Problems and tasks:
(1) Answer these questions using the article on Penney's Game:
(a) In what year was the game introduced, and who introduced it?
(b) What is a player's chosen sequence of heads or tails called?
(c) In the sample run of coin tosses, after how many tosses is the pattern HTH seen?
(2) Write the next part of the article on Penney's Game, starting after its last sentence.

Document excerpt:
|---|
Where intuition fails, logic prevails. Penney Ante, or Penney's Game is such an example where human intuition fails. Introduced in 1969 by mathematician Walter Penney, this game is a betting game hence its name Penney Ante. And since its introduction, the game has fascinated probability theorists and puzzle enthusiasts alike. And just like all great probability games, it makes no sense to humans, it's only understood by the calculators 😂.

In the following, I will introduce the rules of the game along with what objectives players must achieve to win, then I will simulate the game and showcase its results when players choose certain strategies, and finally I will walk through some explanations of why some strategies win over others.

1   Penney Ante

Penney Ante is a two player game. Two players are told to choose a sequence of heads or tails of length three. This sequence is called a string. A coin is tossed indefinitely, or until one of the player's sequence appears. Whoever's sequence appears first wins.

What does tossing a coin indefinitely until a certain sequence appears means? Say we are looking for "heads, tails, heads" (abbr. \(HTH\)). We start tossing the coin. If we see an \(H\) followed by a \(T\) followed by another \(H\) right away, we stop there and say we have seen the pattern in the first three tosses. Otherwise, we keep tossing until we see the pattern. In one particular sequence of tosses of the coin we might see \(HHTTHTH\), then we have seen the pattern \(HTH\) after 7 tosses. It might take longer, or shorter to see the coin. That is not our concern. We just keep tossing until we see our desired pattern (or one of the desired patterns in our game).
|---|
Provided material:
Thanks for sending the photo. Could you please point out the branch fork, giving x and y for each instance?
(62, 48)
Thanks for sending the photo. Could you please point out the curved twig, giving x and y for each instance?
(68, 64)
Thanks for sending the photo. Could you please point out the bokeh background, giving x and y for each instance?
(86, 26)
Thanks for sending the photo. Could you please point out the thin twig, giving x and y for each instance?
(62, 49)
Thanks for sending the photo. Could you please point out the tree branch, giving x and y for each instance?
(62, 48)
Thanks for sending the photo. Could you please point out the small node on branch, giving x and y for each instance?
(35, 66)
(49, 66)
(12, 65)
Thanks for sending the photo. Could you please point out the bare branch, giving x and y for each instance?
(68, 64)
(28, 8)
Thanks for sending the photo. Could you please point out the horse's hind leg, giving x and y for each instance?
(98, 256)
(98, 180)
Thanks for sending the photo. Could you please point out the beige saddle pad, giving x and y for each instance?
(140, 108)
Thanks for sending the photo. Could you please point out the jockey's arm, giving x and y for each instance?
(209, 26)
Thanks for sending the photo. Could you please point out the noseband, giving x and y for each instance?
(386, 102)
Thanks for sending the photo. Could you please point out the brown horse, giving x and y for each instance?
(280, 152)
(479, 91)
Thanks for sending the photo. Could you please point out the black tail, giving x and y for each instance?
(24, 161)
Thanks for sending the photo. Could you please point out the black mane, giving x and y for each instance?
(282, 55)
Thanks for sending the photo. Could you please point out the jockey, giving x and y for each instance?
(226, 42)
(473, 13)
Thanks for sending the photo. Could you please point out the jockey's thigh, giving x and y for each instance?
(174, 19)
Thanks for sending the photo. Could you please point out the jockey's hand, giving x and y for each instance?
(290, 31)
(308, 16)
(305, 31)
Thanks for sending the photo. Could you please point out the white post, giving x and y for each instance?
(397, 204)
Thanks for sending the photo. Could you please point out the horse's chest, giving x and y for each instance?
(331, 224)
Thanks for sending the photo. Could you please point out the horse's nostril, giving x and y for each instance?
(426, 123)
|---|
Answers per task:
(1)
(a) 1969, by mathematician Walter Penney.
(b) A string.
(c) After 7 tosses.

(2)
1.1   Why is this interesting?

There are eight possible strings to choose from, \(s_1=HHH\), \(s_2=HHT\), \(s_3=HTH\), \(s_4=HTT\), \(s_5=THH\), \(s_6=THT\), \(s_7=TTH\), and \(s_8=TTT\). If we toss a coin three times, all of these sequences are equally likely to appear. What this means is that all of them have a one in eight change to appear. So, naturally, a human player would expect that it doesn't matter what they choose, the probability of winning against an opponent would be just \(50\%\). So, where it gets weird is that the this not true when you continue tossing the coin until you see one of the two sequences that correspond to one of the players. Infinite retries change the dynamics of the game. What that means is that there is a strategy to choose a string such that your chances of winning is always \(\gt 50\%\). As we will see, the second player to choose the string can always choose a string that is more than \(50\%\) likely to show up before the first player's.

This is easy to see in some cases, for example if player one (we'll call her Alice from now on) chooses \(s_1=HHH\) and player two (say, Bob) chooses \(s_5=THH\). It is not that difficult to see that Alice only wins if the first three coin tosses result in heads, otherwise we know that a tails has appeared either in the first coin toss, the second, or the third. And now, before Alice can win by getting three heads, there will always be a tails that precedes those three heads. And Bob just needs a tails followed by two heads to win. Thus, the chances of winning of Alice in this case is one in eight.

But it is not so trivial to see in other scenarios.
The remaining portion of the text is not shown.